Text shown.
»»

Kafka As Deterritorializing Stream Function

Sometimes he accompanied her on her errands in the city, where everything had to be carried out in the utmost hurry. Then she would almost run to the next subway station, Karl with her bag in his hand, the journey went by in a flash, as if the train were being carried away without any resistance, already they were getting off, clattering up the stairs instead of waiting for the elevator that was too slow for them, the large squares from which the streets flowed out in a starburst emerged and brought a tumult of streamed lines of traffic from all sides, but Karl and Therese hurried, tightly together, to the different offices, cleaners, warehouses and stores which weren’t easy to contact by telephone in order to make orders or complaints, generally trivial things.

– Kafka, Amerika, Hofman trans.

“No one is better than Kafka at differentiating the two axes of the assemblage and making them function together,” say Deleuze and Guattari, and though they are referring to the Czech writer, it applies quite well to the open source distributed message queue too, even though the quote was written thirty years before its invention. Kafka in either form effects both decoupling of components and a disintegration of content. Models, formats and codes are first broken down, then made available to be reassembled in other ways.

««

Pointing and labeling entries
»»

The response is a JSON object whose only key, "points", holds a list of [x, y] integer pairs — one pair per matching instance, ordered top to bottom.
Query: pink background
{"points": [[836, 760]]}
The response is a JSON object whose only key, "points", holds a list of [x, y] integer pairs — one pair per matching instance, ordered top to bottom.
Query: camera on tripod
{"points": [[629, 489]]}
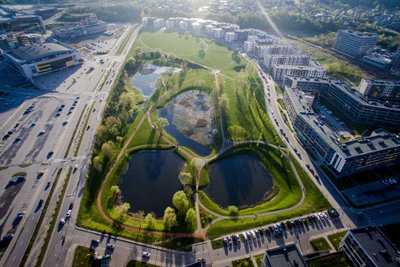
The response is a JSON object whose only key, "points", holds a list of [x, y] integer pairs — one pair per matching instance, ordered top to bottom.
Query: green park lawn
{"points": [[187, 47]]}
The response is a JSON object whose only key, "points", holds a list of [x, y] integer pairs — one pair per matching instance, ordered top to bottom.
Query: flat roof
{"points": [[38, 51], [378, 140], [376, 245], [285, 256]]}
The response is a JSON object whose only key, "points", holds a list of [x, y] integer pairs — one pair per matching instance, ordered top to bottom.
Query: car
{"points": [[50, 154], [39, 175], [20, 178], [11, 182], [47, 186], [40, 204], [333, 213], [8, 236]]}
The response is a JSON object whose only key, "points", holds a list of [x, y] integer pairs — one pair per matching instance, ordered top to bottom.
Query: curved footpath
{"points": [[200, 232]]}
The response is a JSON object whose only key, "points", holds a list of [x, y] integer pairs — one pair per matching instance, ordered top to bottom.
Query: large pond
{"points": [[145, 80], [191, 118], [151, 180], [239, 180]]}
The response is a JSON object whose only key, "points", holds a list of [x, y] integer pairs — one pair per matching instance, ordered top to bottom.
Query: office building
{"points": [[158, 23], [88, 26], [230, 36], [354, 44], [281, 50], [40, 59], [271, 60], [377, 61], [395, 64], [279, 72], [380, 90], [353, 104], [341, 156], [369, 247], [288, 255]]}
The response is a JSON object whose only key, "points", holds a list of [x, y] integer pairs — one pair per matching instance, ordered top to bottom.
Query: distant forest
{"points": [[386, 4]]}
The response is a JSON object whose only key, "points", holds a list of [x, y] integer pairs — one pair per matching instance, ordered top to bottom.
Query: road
{"points": [[51, 129], [75, 188]]}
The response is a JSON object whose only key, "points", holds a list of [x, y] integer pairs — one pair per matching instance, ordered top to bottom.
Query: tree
{"points": [[130, 65], [161, 124], [108, 149], [98, 163], [185, 178], [115, 191], [180, 202], [233, 210], [121, 211], [169, 218], [190, 218], [150, 221]]}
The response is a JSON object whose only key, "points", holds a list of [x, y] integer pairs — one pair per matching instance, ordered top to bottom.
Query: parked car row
{"points": [[278, 228]]}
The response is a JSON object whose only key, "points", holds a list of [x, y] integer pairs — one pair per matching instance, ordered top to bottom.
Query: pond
{"points": [[145, 80], [191, 118], [151, 180], [240, 180]]}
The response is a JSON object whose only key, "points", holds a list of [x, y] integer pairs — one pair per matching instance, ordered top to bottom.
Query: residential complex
{"points": [[11, 20], [88, 26], [354, 44], [38, 59], [271, 60], [395, 66], [279, 72], [380, 90], [338, 154], [369, 247], [283, 256]]}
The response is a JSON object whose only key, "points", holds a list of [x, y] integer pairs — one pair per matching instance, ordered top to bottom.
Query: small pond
{"points": [[145, 80], [191, 118], [151, 180], [239, 180]]}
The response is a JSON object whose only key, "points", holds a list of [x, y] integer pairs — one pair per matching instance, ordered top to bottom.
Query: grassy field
{"points": [[187, 47], [336, 238], [320, 244], [83, 257], [331, 260]]}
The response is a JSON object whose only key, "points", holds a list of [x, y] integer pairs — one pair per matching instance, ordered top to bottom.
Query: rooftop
{"points": [[39, 51], [378, 140], [376, 245], [285, 256]]}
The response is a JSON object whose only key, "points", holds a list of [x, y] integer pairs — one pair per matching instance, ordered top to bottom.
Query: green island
{"points": [[132, 124]]}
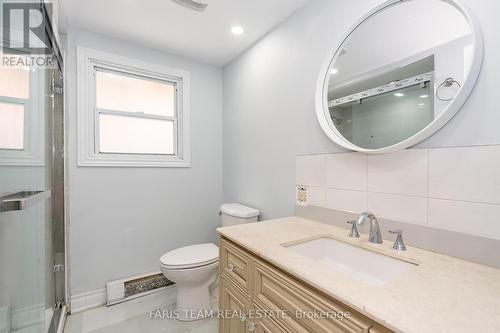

««

Given problem 1. Can you reproduce the Kafka text in full, word for word?
Given problem 2. Can you locate every line in the listing that contains the word "pond" and copy each one out? Case matters when matching.

Complete answer 1.
Kafka As Deterritorializing Stream Function

Sometimes he accompanied her on her errands in the city, where everything had to be carried out in the utmost hurry. Then she would almost run to the next subway station, Karl with her bag in his hand, the journey went by in a flash, as if the train were being carried away without any resistance, already they were getting off, clattering up the stairs instead of waiting for the elevator that was too slow for them, the large squares from which the streets flowed out in a starburst emerged and brought a tumult of streamed lines of traffic from all sides, but Karl and Therese hurried, tightly together, to the different offices, cleaners, warehouses and stores which weren’t easy to contact by telephone in order to make orders or complaints, generally trivial things.

– Kafka, Amerika, Hofman trans.

“No one is better than Kafka at differentiating the two axes of the assemblage and making them function together,” say Deleuze and Guattari, and though they are referring to the Czech writer, it applies quite well to the open source distributed message queue too, even though the quote was written thirty years before its invention. Kafka in either form effects both decoupling of components and a disintegration of content. Models, formats and codes are first broken down, then made available to be reassembled in other ways.

Complete answer 2.
Query: large pond
Query: pond
Query: small pond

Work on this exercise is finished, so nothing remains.